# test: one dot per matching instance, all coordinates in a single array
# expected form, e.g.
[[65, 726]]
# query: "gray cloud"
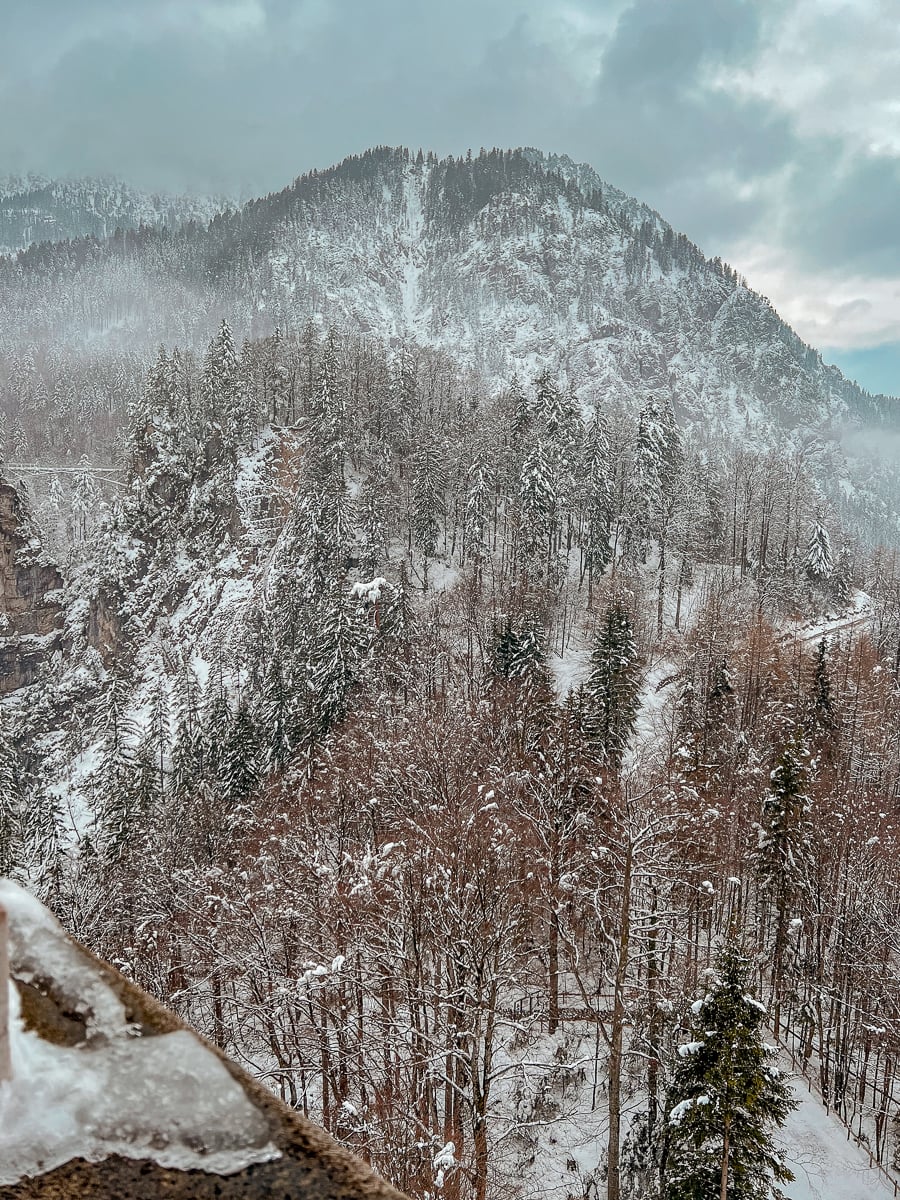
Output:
[[747, 123]]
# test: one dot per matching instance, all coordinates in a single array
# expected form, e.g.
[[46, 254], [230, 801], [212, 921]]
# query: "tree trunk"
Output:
[[617, 1037]]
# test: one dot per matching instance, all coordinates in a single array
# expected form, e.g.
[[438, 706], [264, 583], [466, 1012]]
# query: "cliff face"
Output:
[[30, 617]]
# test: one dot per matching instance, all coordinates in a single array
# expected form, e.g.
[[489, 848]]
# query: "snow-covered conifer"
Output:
[[727, 1097]]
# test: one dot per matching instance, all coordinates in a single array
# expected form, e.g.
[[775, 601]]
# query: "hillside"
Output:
[[417, 697], [509, 262], [35, 209]]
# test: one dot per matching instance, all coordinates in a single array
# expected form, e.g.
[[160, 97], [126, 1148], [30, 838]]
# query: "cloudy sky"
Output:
[[767, 130]]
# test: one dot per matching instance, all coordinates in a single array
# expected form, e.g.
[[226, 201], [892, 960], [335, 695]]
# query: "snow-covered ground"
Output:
[[162, 1097], [827, 1165]]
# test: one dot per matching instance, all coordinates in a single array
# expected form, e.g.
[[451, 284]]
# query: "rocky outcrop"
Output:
[[30, 613], [179, 1107]]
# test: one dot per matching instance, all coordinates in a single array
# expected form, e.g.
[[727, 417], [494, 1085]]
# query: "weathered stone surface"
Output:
[[311, 1167], [30, 616]]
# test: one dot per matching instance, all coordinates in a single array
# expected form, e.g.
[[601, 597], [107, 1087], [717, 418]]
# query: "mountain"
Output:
[[35, 209], [509, 261], [438, 672]]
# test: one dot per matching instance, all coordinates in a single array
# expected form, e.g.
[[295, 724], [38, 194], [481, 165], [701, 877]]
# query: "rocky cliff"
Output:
[[30, 616]]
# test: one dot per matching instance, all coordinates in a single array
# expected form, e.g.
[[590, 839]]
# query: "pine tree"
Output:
[[11, 816], [612, 690], [117, 779], [239, 769], [538, 498], [726, 1097], [819, 559], [783, 850]]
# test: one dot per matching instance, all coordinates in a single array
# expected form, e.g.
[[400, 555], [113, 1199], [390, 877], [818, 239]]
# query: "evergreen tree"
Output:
[[117, 779], [11, 816], [538, 498], [819, 559], [612, 690], [784, 846], [726, 1098]]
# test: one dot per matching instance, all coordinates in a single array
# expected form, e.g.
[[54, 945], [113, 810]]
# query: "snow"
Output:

**SHORT EXERCISE**
Turn every line of the data above into a numbered list, dropping any blank lines and leaving the picture out.

**TASK ANSWER**
1. # test: one dot per matching instance, all coordinates in a single array
2. # expected form, e.g.
3. [[65, 726]]
4. # query: "gray cloud"
5. Output:
6. [[747, 123]]
7. # test: one dot per matching instance, all coordinates in a single array
8. # expected form, e.g.
9. [[46, 254], [230, 801], [212, 921]]
10. # query: "tree trunk"
11. Output:
12. [[617, 1037]]
13. # test: one dot per matching instance, all coordinates in a single array
14. # expected form, e.g.
15. [[438, 706], [264, 583], [466, 1012]]
16. # query: "cliff face"
17. Output:
18. [[30, 617]]
19. # test: one dot per matching instance, all coordinates in a single array
20. # expected form, e.g.
21. [[489, 848]]
22. # query: "snow-covered conifer"
23. Output:
24. [[727, 1097]]
25. # test: one dot per matching instance, all coordinates in a single array
26. # expected form, e.g.
27. [[775, 601]]
28. # query: "hillside"
29. Output:
30. [[417, 697], [509, 262], [35, 209]]
31. # test: one dot per matching instance, all coordinates in a single array
32. # expected form, e.g.
33. [[160, 97], [126, 1148], [30, 838]]
34. # query: "cloudy sky"
35. Output:
36. [[767, 130]]
37. # test: one dot per matching instance, all coordinates in a single array
38. # expected form, e.g.
39. [[226, 201], [892, 960], [335, 695]]
40. # query: "snow-covered ground"
41. Output:
42. [[162, 1097], [827, 1165]]
43. # test: one dot per matching instance, all coordinates in a single array
44. # expected form, e.g.
45. [[451, 284]]
46. # query: "rocky outcrop"
47. Output:
48. [[30, 613], [179, 1107]]
49. # test: one dot per matching instance, all coordinates in a single array
50. # expected form, e.g.
51. [[727, 417], [494, 1085]]
52. # query: "weathered stone surface"
53. Output:
54. [[311, 1167], [30, 616]]
55. # test: one dot per matching instance, all coordinates in a single array
56. # expected form, e.g.
57. [[601, 597], [107, 1087], [717, 418]]
58. # query: "mountain"
59. Output:
60. [[35, 209], [509, 261], [438, 672]]
61. # test: one dot per matching instance, all coordinates in a single array
62. # expected form, e.g.
63. [[295, 724], [38, 194], [481, 165], [701, 877]]
64. # query: "rocky cliff"
65. Output:
66. [[30, 616]]
67. # test: one dot per matching instance, all coordinates in a single array
68. # expected form, e.g.
69. [[590, 839]]
70. # query: "pine tree"
71. Output:
72. [[11, 816], [612, 690], [117, 779], [239, 769], [538, 498], [726, 1097], [819, 559], [783, 850]]
73. # test: one dot per matching instance, all coordinates in a single array
74. # expected form, e.g.
75. [[400, 555], [113, 1199], [390, 877], [818, 239]]
76. # query: "evergreen tree"
77. Output:
78. [[117, 779], [11, 816], [538, 498], [819, 559], [612, 690], [784, 846], [726, 1098]]
79. # test: one dot per matching instance, all coordinates in a single array
80. # expected form, e.g.
81. [[54, 945], [113, 810]]
82. # query: "snow"
83. Output:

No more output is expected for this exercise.